— Passage given —
>>>>>

# Safestrap will not enable safemode.



## wseyller (Sep 23, 2011)

Previously installed eclipse 2.1 in safe mode and used it for a couple days. Then i went back to nonsafe mode to use my stock rom for about a week now. I just now decided to install an ics rom. So i tried to enable safe mode to wipe data/cache, ect to install ics rom. It gives me an error that it cannot restore /data and it stays in non safemode. I tried twice. Nothing i can do for now so i reboot my stock nonsafe rom and it is as if it was factory reset. I then had to restore my stock rom's nandroid to get back to normal.

Is there any remedy to get safemode enabled?

Im about finished with safestrap and just start using bootstrap. I once had to fastboot restore the firmware because i could not switch back to nonsafe mode on a previous ver of safestrap. Is it really this unstable?

Sent from my DROID BIONIC using Tapatalk


----------



## Concistency (Nov 2, 2011)

Safestrap is stable. Have you tried reinstalling safestrap? It won't delete backups on your sd-ext. Never had this problem but your not toggling between safe and non safe with quick toggle, are you?

Sent from my Droid BIONIC using Tapatalk


----------



## envizion (Sep 22, 2011)

i think there is an issue with eclipse 2.1 and safestrap. i had the same problems a couple of times trying to toggle back to non-safe eclipse and get error restoring /data after the initial toggle to safe mode. this left me stuck in safe mode. the way i fixed it was quick toggle back to non-safe then did a full wipe and restore my backup of eclipse 2.1 before i enabled safe mode. let it boot up to the rom to make sure it worked. then restarted and and toggled on safe mode again. after that i was able to toggle back and forth just fine.


----------



## wseyller (Sep 23, 2011)

Concistency said:


> Safestrap is stable. Have you tried reinstalling safestrap? It won't delete backups on your sd-ext. Never had this problem but your not toggling between safe and non safe with quick toggle, are you?
> 
> Sent from my Droid BIONIC using Tapatalk


I never ever do quick toggle. I may try uninstalling safestrap then reinstall.

Sent from my DROID BIONIC using Tapatalk


----------



## Concistency (Nov 2, 2011)

You might have to quick toggle like mentioned above to do a wipe if you can't toggle normally.

Sent from my Droid BIONIC using Tapatalk


----------



## wseyller (Sep 23, 2011)

What I ended up doing is running the safestrap app, then uninstall recovery. I even went to the internal sd card and deleted the safestrap folder which has two other folders inside called safe and nonsafe. Not sure what, if anything deleting the folders would effect. I decided to reboot (safestrap recovery was gone). Then I went back into the safestrap app and install recovery. Rebooted again into safestrap mode and I was able to toggle into safe. I'm now running the ics rom and everything is good to this point.

<<<<<

— Required task 1 —
Answer these questions about the Safestrap thread, one answer per line:
(a) Which ROM had wseyller previously installed and used in safe mode?
(b) According to Concistency, what will reinstalling Safestrap not delete?
(c) Which ROM is wseyller running after reinstalling recovery?
The Safestrap thread and the entries that follow it are unrelated to each other.

— Dataset —

>>>>>

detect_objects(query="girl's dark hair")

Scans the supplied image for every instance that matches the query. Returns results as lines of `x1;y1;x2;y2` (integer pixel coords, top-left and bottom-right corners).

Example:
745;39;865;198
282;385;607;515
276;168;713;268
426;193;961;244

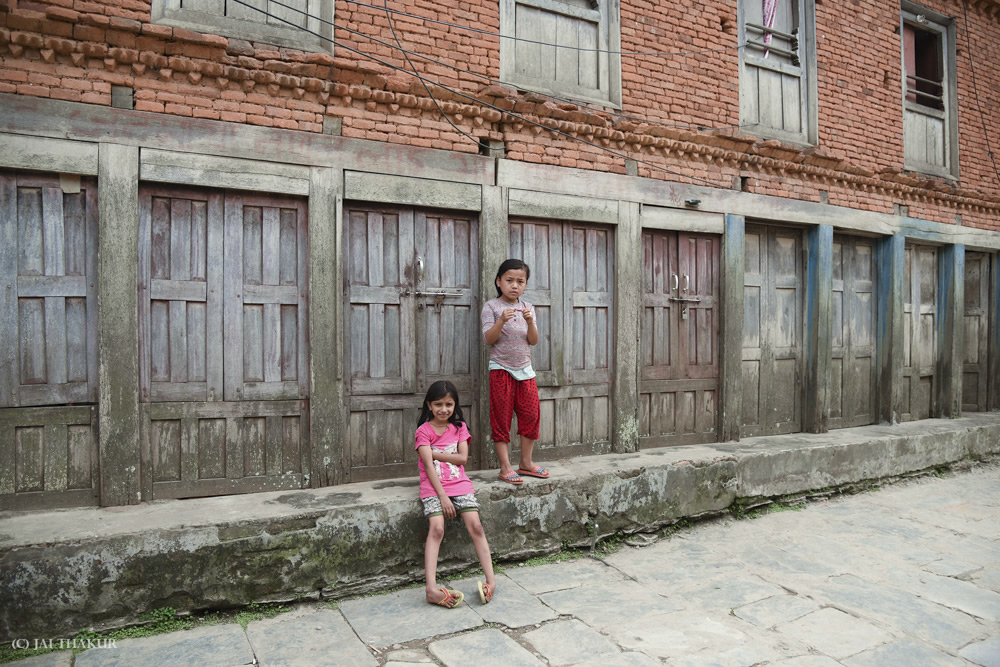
493;259;531;296
417;380;465;426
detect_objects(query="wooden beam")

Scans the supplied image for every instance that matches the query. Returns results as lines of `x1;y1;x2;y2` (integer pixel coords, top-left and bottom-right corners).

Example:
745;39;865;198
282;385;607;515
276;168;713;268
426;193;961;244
470;186;510;469
97;144;140;505
802;225;833;433
611;201;642;453
875;234;906;424
309;168;346;488
719;215;745;441
937;243;965;419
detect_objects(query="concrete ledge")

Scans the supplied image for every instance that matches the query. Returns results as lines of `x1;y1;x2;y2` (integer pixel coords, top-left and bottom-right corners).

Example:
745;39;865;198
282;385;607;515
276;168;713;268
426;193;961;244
0;413;1000;640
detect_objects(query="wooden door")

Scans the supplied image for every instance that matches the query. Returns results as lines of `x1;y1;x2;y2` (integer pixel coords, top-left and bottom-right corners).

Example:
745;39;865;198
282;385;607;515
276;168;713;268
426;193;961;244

<<<<<

— Required task 2 —
Give the lines of the entries as a JSON list of strings, one string per line and no blank lines, starting at the first line of the entries and ending at the line that contains "937;243;965;419". Leave the pictures out.

— Answer 1 —
(a) Eclipse 2.1
(b) The backups on the sd-ext
(c) The ICS ROM

— Answer 2 —
[
  "detect_objects(query=\"girl's dark hair\")",
  "Scans the supplied image for every instance that matches the query. Returns results as lines of `x1;y1;x2;y2` (integer pixel coords, top-left and bottom-right corners).",
  "Example:",
  "745;39;865;198",
  "282;385;607;515",
  "276;168;713;268",
  "426;193;961;244",
  "493;259;531;296",
  "417;380;465;426",
  "detect_objects(query=\"wooden beam\")",
  "Scans the supplied image for every instance that matches the query. Returns results as lines of `x1;y1;x2;y2` (integer pixel coords, top-left and bottom-right corners).",
  "Example:",
  "745;39;865;198",
  "282;385;607;515",
  "276;168;713;268",
  "426;193;961;244",
  "470;186;510;469",
  "97;144;140;505",
  "802;225;833;433",
  "611;201;642;453",
  "875;234;906;424",
  "309;168;346;488",
  "719;215;745;441",
  "937;243;965;419"
]